Exercise requirements
(A) Copy the passage on the Sotomayor hearings word for word from "Senator Kyl’s questioning" to "two of many.".
(B) List every court case named in the passage on the Sotomayor hearings.

Extract
## start
Senator Kyl’s questioning has been better than that of the other Republicans, but that’s not saying much. Sotomayor has made a number of errors in her responses to questions and unless I missed it, none of the Republicans picked up on it. Here are just two of many.

1. The Kelo case is a big deal because it provides a vast expansion in the power of government to take private property. Kelo is also one of the most criticized Supreme Court decisions in recent years. Yet Sotomayor does not seem to understand the basic facts of the case. In her response to Senator Kohl’s question on Kelo she said, “And there, the court held that a taking to develop an economically blighted area was appropriate.” But that’s not right because both sides agreed the area was not blighted. Indeed the Supreme Court had held as far back as 1954 that a city could transfer property from one private owner to another in Berman v. Parker. Kelo broke new ground by allowing this in a non-blighted area. Sotomayor should have known all about Kelo because she herself relied on Kelo in her decision in Didden v. Village of Port Chester. Thanks go to Ilya Somin for pointing this out in his blog posting. Somin will give testimony in the Senate hearings on the Sotomayor nomination, but not on this.
## end
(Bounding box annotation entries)
## start
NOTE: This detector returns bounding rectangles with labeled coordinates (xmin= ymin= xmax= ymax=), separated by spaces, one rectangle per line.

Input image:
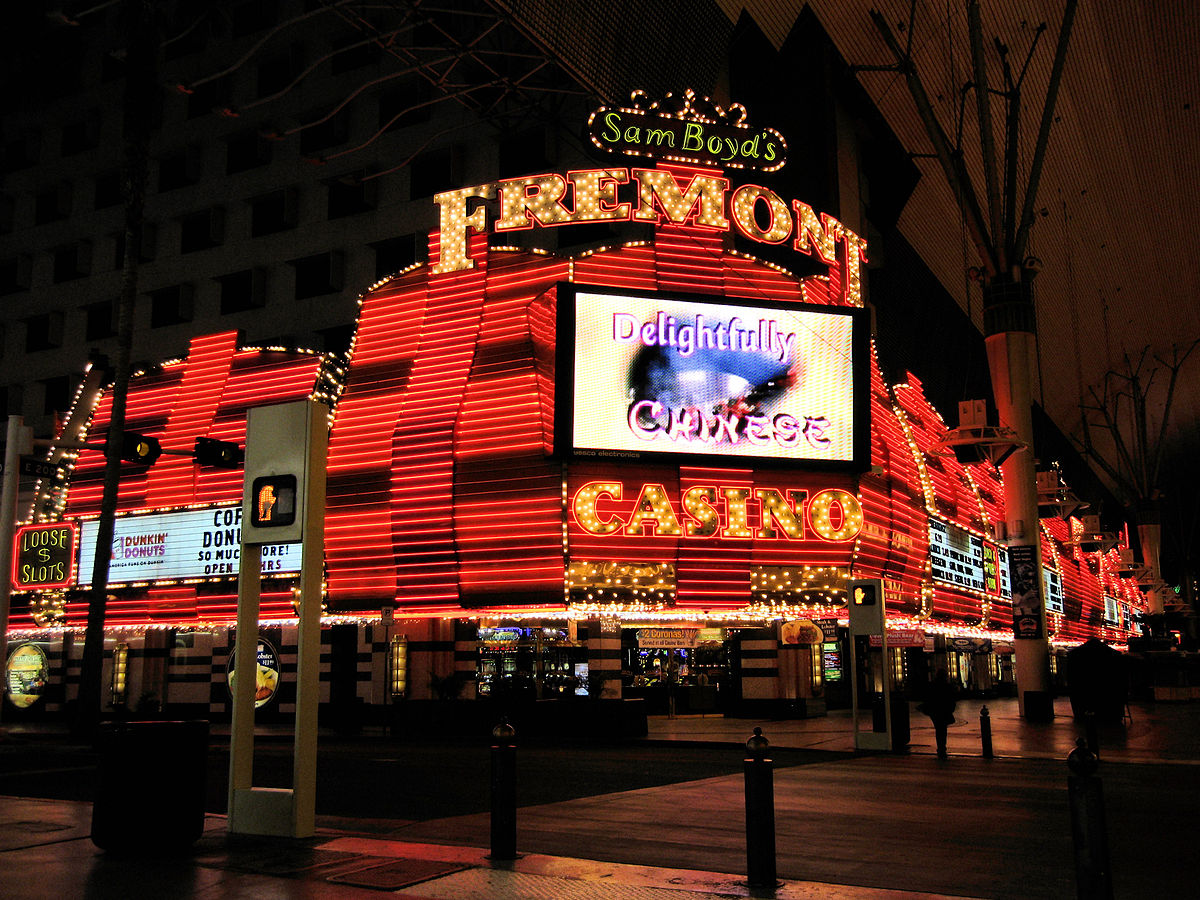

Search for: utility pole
xmin=74 ymin=0 xmax=158 ymax=734
xmin=868 ymin=0 xmax=1078 ymax=720
xmin=0 ymin=415 xmax=34 ymax=729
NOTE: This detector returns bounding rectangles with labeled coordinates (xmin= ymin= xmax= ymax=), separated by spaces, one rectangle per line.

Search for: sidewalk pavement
xmin=0 ymin=700 xmax=1200 ymax=900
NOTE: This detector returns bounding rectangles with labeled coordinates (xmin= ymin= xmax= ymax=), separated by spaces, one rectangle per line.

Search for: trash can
xmin=91 ymin=721 xmax=209 ymax=853
xmin=871 ymin=692 xmax=912 ymax=752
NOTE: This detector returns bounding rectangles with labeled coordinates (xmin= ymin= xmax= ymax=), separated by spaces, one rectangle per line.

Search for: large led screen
xmin=556 ymin=284 xmax=870 ymax=468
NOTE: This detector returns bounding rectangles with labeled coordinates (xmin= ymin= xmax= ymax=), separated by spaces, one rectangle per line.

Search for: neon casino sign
xmin=571 ymin=481 xmax=863 ymax=542
xmin=431 ymin=91 xmax=866 ymax=306
xmin=554 ymin=283 xmax=870 ymax=469
xmin=588 ymin=89 xmax=787 ymax=172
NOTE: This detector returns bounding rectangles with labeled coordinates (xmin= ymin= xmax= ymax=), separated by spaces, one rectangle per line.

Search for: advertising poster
xmin=1008 ymin=545 xmax=1043 ymax=638
xmin=5 ymin=643 xmax=50 ymax=709
xmin=929 ymin=518 xmax=989 ymax=592
xmin=568 ymin=288 xmax=868 ymax=464
xmin=226 ymin=637 xmax=280 ymax=709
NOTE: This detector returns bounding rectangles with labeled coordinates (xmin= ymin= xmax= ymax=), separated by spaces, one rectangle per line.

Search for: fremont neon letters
xmin=571 ymin=481 xmax=863 ymax=542
xmin=432 ymin=168 xmax=866 ymax=306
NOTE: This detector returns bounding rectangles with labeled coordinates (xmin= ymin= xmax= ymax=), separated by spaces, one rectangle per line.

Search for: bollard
xmin=488 ymin=718 xmax=517 ymax=859
xmin=1067 ymin=738 xmax=1112 ymax=900
xmin=1084 ymin=709 xmax=1100 ymax=758
xmin=744 ymin=727 xmax=775 ymax=888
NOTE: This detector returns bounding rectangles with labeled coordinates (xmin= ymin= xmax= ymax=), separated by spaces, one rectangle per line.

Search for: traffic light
xmin=194 ymin=438 xmax=246 ymax=469
xmin=851 ymin=582 xmax=878 ymax=606
xmin=121 ymin=431 xmax=162 ymax=466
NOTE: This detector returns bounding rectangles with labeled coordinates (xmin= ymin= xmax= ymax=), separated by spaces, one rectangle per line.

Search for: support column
xmin=984 ymin=278 xmax=1054 ymax=720
xmin=588 ymin=619 xmax=622 ymax=700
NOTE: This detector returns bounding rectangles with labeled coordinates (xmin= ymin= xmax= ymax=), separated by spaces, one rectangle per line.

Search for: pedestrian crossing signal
xmin=853 ymin=584 xmax=878 ymax=606
xmin=250 ymin=475 xmax=296 ymax=528
xmin=846 ymin=578 xmax=884 ymax=635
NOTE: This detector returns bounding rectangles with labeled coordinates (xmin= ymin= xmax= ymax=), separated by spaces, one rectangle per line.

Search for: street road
xmin=0 ymin=736 xmax=1200 ymax=899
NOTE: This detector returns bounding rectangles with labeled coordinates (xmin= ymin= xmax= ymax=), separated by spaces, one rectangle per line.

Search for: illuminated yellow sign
xmin=432 ymin=168 xmax=866 ymax=306
xmin=571 ymin=481 xmax=863 ymax=542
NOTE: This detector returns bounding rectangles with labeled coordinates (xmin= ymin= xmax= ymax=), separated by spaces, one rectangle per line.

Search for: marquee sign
xmin=79 ymin=505 xmax=301 ymax=587
xmin=588 ymin=89 xmax=787 ymax=172
xmin=554 ymin=284 xmax=870 ymax=468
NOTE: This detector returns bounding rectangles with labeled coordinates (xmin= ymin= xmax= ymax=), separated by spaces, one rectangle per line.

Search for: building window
xmin=378 ymin=79 xmax=433 ymax=131
xmin=371 ymin=234 xmax=416 ymax=278
xmin=62 ymin=115 xmax=100 ymax=156
xmin=226 ymin=131 xmax=271 ymax=175
xmin=187 ymin=76 xmax=233 ymax=119
xmin=328 ymin=175 xmax=376 ymax=218
xmin=34 ymin=181 xmax=72 ymax=224
xmin=112 ymin=642 xmax=130 ymax=707
xmin=150 ymin=284 xmax=192 ymax=328
xmin=300 ymin=107 xmax=350 ymax=156
xmin=289 ymin=250 xmax=343 ymax=300
xmin=53 ymin=241 xmax=91 ymax=284
xmin=250 ymin=187 xmax=298 ymax=238
xmin=408 ymin=148 xmax=462 ymax=200
xmin=158 ymin=146 xmax=200 ymax=191
xmin=42 ymin=376 xmax=74 ymax=415
xmin=83 ymin=300 xmax=118 ymax=341
xmin=179 ymin=206 xmax=224 ymax=253
xmin=25 ymin=312 xmax=62 ymax=353
xmin=0 ymin=384 xmax=25 ymax=415
xmin=329 ymin=34 xmax=382 ymax=74
xmin=229 ymin=0 xmax=280 ymax=37
xmin=113 ymin=222 xmax=158 ymax=271
xmin=92 ymin=169 xmax=125 ymax=209
xmin=217 ymin=269 xmax=266 ymax=316
xmin=2 ymin=132 xmax=42 ymax=172
xmin=257 ymin=44 xmax=304 ymax=97
xmin=388 ymin=635 xmax=408 ymax=697
xmin=0 ymin=253 xmax=34 ymax=295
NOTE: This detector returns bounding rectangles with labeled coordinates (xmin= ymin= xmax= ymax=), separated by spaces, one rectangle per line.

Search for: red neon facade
xmin=14 ymin=166 xmax=1141 ymax=641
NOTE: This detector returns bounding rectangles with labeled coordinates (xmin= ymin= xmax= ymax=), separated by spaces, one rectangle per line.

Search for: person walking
xmin=918 ymin=668 xmax=958 ymax=760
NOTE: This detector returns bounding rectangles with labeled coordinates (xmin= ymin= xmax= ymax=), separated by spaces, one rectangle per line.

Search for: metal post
xmin=488 ymin=719 xmax=517 ymax=859
xmin=1067 ymin=739 xmax=1112 ymax=900
xmin=979 ymin=707 xmax=991 ymax=760
xmin=744 ymin=727 xmax=776 ymax=888
xmin=1084 ymin=709 xmax=1100 ymax=758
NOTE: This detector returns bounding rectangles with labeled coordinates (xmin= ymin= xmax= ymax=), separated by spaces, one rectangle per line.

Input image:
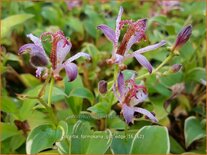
## end
Solutions per task
(A)
Senator Kyl’s questioning has been better than that of the other Republicans, but that’s not saying much. Sotomayor has made a number of errors in her responses to questions and unless I missed it, none of the Republicans picked up on it. Here are just two of many.

(B)
Kelo
Berman v. Parker
Didden v. Village of Port Chester